**RECORDS PROVIDED**
begin
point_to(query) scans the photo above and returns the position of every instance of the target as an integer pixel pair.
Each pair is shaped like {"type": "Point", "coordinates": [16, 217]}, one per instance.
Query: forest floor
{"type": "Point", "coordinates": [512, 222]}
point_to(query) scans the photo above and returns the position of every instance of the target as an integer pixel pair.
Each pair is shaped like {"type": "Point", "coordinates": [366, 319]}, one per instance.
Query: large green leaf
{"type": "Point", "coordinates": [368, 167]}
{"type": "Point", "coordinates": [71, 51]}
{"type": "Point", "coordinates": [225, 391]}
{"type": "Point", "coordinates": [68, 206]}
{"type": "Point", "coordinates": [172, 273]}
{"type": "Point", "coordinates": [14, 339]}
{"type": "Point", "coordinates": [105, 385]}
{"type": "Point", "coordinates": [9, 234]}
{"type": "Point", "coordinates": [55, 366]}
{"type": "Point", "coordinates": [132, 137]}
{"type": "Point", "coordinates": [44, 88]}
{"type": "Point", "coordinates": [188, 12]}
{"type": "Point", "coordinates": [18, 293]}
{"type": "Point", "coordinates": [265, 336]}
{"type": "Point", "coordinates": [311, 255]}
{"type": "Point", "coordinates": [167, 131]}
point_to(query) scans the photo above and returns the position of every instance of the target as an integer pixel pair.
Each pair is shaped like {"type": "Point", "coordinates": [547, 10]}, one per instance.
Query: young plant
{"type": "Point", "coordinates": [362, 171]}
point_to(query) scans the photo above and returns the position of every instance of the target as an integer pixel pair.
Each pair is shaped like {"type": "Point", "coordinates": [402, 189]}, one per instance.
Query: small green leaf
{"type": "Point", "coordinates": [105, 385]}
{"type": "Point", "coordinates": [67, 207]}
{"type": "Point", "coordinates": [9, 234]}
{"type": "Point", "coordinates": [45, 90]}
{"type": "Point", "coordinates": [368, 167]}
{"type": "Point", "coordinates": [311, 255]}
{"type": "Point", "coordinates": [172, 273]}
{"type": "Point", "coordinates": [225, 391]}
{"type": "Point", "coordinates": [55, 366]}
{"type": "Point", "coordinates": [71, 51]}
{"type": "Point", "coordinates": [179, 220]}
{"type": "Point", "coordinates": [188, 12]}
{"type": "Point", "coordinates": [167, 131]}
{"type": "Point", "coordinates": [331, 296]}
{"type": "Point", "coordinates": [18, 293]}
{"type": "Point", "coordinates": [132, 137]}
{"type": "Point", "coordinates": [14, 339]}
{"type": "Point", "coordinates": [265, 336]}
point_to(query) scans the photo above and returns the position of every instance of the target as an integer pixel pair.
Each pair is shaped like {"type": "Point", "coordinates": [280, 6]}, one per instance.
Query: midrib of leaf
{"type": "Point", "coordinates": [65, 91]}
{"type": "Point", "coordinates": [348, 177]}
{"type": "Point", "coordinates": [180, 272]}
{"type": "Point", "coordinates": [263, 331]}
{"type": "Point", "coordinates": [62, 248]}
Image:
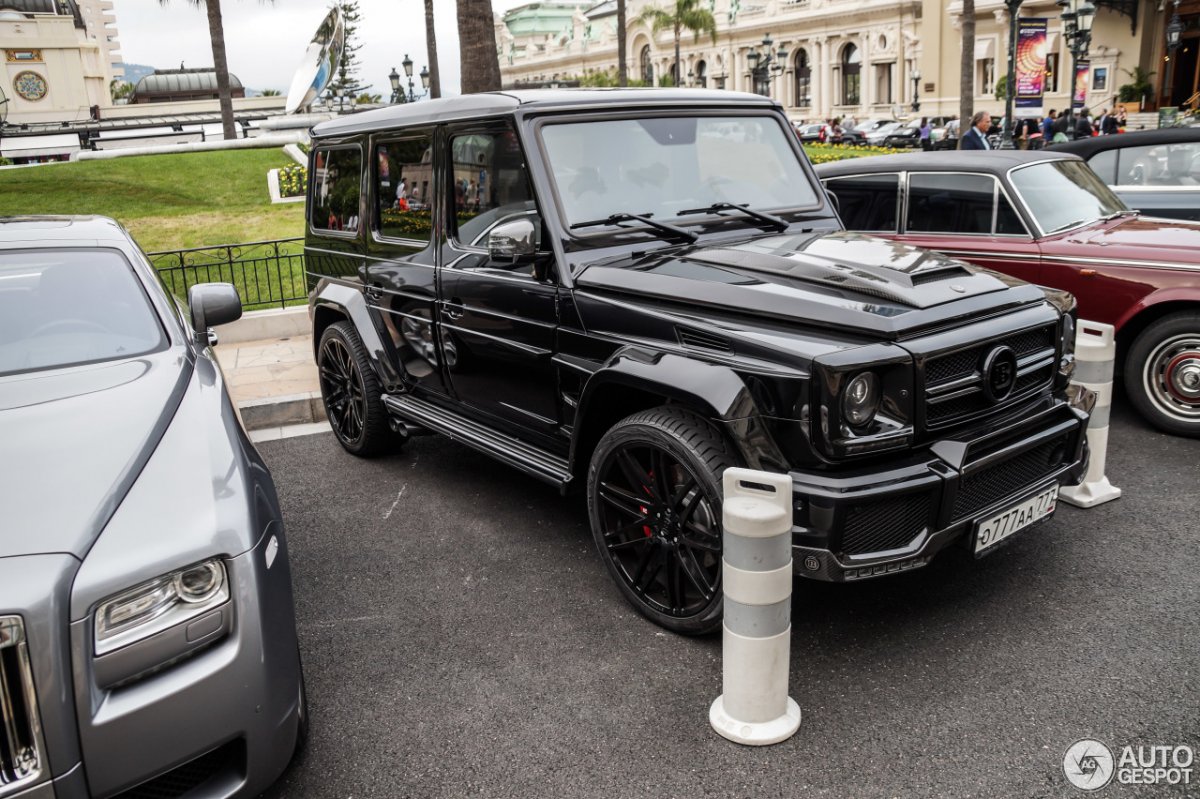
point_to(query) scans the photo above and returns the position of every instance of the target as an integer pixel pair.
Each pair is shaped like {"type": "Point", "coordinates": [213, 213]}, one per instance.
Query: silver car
{"type": "Point", "coordinates": [148, 642]}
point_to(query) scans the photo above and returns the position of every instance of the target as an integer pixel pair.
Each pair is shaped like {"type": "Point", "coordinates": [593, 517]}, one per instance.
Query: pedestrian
{"type": "Point", "coordinates": [976, 138]}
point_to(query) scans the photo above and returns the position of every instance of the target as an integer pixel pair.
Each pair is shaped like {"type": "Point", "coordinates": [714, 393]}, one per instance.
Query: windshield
{"type": "Point", "coordinates": [63, 307]}
{"type": "Point", "coordinates": [1065, 194]}
{"type": "Point", "coordinates": [661, 167]}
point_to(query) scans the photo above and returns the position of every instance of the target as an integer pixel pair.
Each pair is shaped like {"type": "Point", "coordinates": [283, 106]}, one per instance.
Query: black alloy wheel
{"type": "Point", "coordinates": [655, 509]}
{"type": "Point", "coordinates": [352, 394]}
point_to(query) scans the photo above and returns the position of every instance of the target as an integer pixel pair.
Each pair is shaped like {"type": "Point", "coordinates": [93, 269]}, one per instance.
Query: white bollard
{"type": "Point", "coordinates": [1096, 353]}
{"type": "Point", "coordinates": [756, 578]}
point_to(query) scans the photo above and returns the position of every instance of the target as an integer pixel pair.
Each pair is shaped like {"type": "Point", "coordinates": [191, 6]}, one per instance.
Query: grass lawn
{"type": "Point", "coordinates": [168, 202]}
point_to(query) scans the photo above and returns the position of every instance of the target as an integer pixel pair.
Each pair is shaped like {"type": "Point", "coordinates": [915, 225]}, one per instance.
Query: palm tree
{"type": "Point", "coordinates": [966, 76]}
{"type": "Point", "coordinates": [480, 65]}
{"type": "Point", "coordinates": [220, 64]}
{"type": "Point", "coordinates": [687, 13]}
{"type": "Point", "coordinates": [622, 68]}
{"type": "Point", "coordinates": [431, 42]}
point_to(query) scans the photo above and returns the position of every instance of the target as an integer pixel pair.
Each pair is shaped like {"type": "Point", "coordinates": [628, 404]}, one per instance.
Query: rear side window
{"type": "Point", "coordinates": [868, 202]}
{"type": "Point", "coordinates": [336, 188]}
{"type": "Point", "coordinates": [403, 178]}
{"type": "Point", "coordinates": [951, 203]}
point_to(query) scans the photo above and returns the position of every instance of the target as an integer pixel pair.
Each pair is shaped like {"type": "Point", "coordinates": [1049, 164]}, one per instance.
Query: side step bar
{"type": "Point", "coordinates": [526, 457]}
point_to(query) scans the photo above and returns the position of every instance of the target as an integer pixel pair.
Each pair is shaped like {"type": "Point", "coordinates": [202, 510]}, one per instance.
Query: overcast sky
{"type": "Point", "coordinates": [264, 41]}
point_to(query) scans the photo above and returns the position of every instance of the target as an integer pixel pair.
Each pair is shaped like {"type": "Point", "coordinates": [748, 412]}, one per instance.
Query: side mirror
{"type": "Point", "coordinates": [211, 305]}
{"type": "Point", "coordinates": [514, 242]}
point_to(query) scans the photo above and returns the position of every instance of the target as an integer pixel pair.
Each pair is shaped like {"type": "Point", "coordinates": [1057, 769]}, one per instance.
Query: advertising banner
{"type": "Point", "coordinates": [1031, 61]}
{"type": "Point", "coordinates": [1081, 72]}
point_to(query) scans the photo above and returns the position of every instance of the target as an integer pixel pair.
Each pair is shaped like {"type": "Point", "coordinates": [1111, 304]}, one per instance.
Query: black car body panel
{"type": "Point", "coordinates": [756, 330]}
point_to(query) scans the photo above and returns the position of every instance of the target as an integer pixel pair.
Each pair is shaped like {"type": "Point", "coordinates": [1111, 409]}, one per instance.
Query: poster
{"type": "Point", "coordinates": [1031, 61]}
{"type": "Point", "coordinates": [1083, 70]}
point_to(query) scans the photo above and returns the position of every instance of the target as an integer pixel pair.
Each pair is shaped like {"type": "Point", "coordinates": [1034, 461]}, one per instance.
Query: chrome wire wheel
{"type": "Point", "coordinates": [341, 385]}
{"type": "Point", "coordinates": [1171, 377]}
{"type": "Point", "coordinates": [660, 529]}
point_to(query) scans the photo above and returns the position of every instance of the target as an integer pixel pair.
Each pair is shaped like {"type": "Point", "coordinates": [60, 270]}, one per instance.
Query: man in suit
{"type": "Point", "coordinates": [976, 138]}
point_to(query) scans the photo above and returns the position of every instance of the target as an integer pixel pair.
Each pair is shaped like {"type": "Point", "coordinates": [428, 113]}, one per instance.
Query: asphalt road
{"type": "Point", "coordinates": [462, 638]}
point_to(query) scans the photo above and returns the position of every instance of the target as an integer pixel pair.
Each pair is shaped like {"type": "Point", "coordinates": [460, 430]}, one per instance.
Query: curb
{"type": "Point", "coordinates": [281, 412]}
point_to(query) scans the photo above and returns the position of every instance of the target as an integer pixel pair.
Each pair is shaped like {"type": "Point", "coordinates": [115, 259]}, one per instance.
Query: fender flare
{"type": "Point", "coordinates": [349, 302]}
{"type": "Point", "coordinates": [717, 391]}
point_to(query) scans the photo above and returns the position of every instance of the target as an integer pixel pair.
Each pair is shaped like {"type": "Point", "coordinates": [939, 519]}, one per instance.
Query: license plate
{"type": "Point", "coordinates": [995, 529]}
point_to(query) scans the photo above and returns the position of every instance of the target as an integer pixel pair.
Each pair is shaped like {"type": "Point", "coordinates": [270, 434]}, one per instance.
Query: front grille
{"type": "Point", "coordinates": [954, 380]}
{"type": "Point", "coordinates": [183, 780]}
{"type": "Point", "coordinates": [882, 526]}
{"type": "Point", "coordinates": [21, 758]}
{"type": "Point", "coordinates": [1008, 478]}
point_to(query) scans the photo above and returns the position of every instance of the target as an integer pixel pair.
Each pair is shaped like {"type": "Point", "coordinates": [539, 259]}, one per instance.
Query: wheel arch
{"type": "Point", "coordinates": [635, 380]}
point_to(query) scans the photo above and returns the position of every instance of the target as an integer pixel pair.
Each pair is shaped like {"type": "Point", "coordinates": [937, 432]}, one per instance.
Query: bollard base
{"type": "Point", "coordinates": [1090, 494]}
{"type": "Point", "coordinates": [755, 733]}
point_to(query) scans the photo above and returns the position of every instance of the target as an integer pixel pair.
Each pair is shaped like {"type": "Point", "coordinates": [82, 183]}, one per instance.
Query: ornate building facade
{"type": "Point", "coordinates": [865, 59]}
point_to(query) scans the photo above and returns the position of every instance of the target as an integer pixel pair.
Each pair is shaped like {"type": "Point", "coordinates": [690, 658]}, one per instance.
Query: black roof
{"type": "Point", "coordinates": [996, 162]}
{"type": "Point", "coordinates": [495, 103]}
{"type": "Point", "coordinates": [1090, 146]}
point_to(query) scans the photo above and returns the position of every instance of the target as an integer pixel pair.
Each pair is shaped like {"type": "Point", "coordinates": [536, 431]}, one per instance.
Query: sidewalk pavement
{"type": "Point", "coordinates": [274, 384]}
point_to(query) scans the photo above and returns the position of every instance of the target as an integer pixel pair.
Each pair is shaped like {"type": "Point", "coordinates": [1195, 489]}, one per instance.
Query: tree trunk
{"type": "Point", "coordinates": [477, 43]}
{"type": "Point", "coordinates": [431, 42]}
{"type": "Point", "coordinates": [966, 74]}
{"type": "Point", "coordinates": [622, 67]}
{"type": "Point", "coordinates": [221, 65]}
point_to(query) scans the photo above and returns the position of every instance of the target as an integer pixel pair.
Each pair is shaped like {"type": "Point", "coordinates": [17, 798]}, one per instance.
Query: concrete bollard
{"type": "Point", "coordinates": [1096, 353]}
{"type": "Point", "coordinates": [756, 578]}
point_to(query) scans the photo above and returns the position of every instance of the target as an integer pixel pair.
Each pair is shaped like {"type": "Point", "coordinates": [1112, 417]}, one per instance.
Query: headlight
{"type": "Point", "coordinates": [861, 398]}
{"type": "Point", "coordinates": [160, 604]}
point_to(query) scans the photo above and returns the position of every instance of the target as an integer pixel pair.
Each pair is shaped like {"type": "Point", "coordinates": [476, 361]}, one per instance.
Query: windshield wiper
{"type": "Point", "coordinates": [645, 218]}
{"type": "Point", "coordinates": [768, 220]}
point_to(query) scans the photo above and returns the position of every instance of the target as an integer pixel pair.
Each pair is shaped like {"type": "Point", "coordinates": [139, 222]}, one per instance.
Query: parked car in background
{"type": "Point", "coordinates": [670, 294]}
{"type": "Point", "coordinates": [1156, 172]}
{"type": "Point", "coordinates": [1048, 218]}
{"type": "Point", "coordinates": [148, 643]}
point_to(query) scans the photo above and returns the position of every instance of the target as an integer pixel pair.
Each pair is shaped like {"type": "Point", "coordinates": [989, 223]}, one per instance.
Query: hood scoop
{"type": "Point", "coordinates": [887, 270]}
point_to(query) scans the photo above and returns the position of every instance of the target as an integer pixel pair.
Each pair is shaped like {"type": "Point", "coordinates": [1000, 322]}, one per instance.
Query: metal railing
{"type": "Point", "coordinates": [267, 274]}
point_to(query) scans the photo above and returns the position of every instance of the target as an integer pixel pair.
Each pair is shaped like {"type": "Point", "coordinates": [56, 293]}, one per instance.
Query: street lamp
{"type": "Point", "coordinates": [1077, 20]}
{"type": "Point", "coordinates": [1174, 32]}
{"type": "Point", "coordinates": [765, 66]}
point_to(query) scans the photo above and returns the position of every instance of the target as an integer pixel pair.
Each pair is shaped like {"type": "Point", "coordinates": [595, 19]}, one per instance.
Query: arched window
{"type": "Point", "coordinates": [851, 76]}
{"type": "Point", "coordinates": [803, 79]}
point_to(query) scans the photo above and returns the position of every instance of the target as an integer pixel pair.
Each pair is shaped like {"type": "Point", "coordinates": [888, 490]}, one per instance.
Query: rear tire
{"type": "Point", "coordinates": [654, 502]}
{"type": "Point", "coordinates": [352, 394]}
{"type": "Point", "coordinates": [1162, 373]}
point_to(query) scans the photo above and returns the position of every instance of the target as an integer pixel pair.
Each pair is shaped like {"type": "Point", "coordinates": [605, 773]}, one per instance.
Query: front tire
{"type": "Point", "coordinates": [654, 502]}
{"type": "Point", "coordinates": [352, 394]}
{"type": "Point", "coordinates": [1162, 373]}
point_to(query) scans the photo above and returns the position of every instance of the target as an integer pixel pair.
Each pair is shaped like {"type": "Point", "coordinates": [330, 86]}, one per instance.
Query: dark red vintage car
{"type": "Point", "coordinates": [1048, 218]}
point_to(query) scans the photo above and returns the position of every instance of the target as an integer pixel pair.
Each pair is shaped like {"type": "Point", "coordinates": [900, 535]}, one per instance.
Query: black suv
{"type": "Point", "coordinates": [627, 292]}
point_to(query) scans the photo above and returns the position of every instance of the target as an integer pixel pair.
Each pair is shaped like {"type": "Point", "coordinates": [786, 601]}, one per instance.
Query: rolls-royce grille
{"type": "Point", "coordinates": [882, 526]}
{"type": "Point", "coordinates": [954, 382]}
{"type": "Point", "coordinates": [21, 760]}
{"type": "Point", "coordinates": [1007, 478]}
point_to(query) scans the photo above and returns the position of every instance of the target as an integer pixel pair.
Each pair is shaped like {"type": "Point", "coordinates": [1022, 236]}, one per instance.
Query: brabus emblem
{"type": "Point", "coordinates": [999, 373]}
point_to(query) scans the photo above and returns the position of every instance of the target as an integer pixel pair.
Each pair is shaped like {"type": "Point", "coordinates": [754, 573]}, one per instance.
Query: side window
{"type": "Point", "coordinates": [1163, 164]}
{"type": "Point", "coordinates": [951, 203]}
{"type": "Point", "coordinates": [1105, 166]}
{"type": "Point", "coordinates": [1008, 221]}
{"type": "Point", "coordinates": [868, 202]}
{"type": "Point", "coordinates": [490, 185]}
{"type": "Point", "coordinates": [336, 186]}
{"type": "Point", "coordinates": [403, 176]}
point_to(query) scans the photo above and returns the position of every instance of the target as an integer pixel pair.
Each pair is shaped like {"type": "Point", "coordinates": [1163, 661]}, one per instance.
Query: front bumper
{"type": "Point", "coordinates": [871, 523]}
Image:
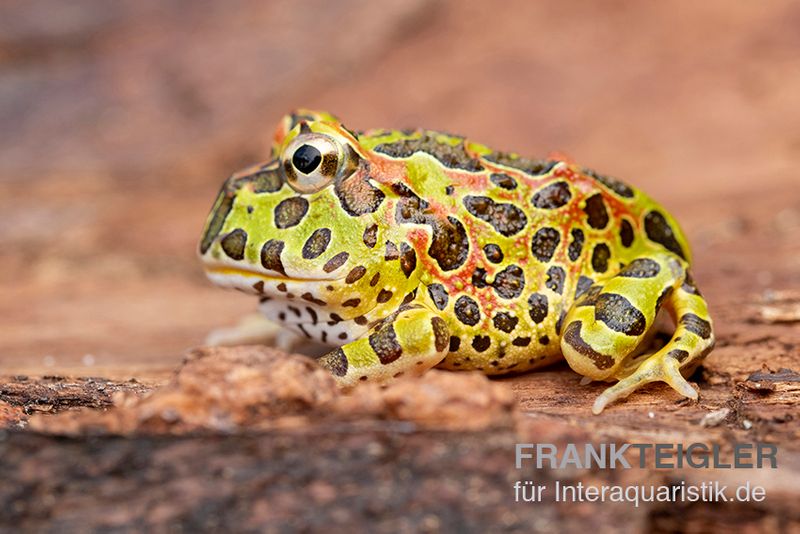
end
**TASK**
Find every line above that contains the word "front" and copy each of those lines. Case matters.

**SOLUTION BELOW**
Query: front grille
Query: front tire
Query: front bumper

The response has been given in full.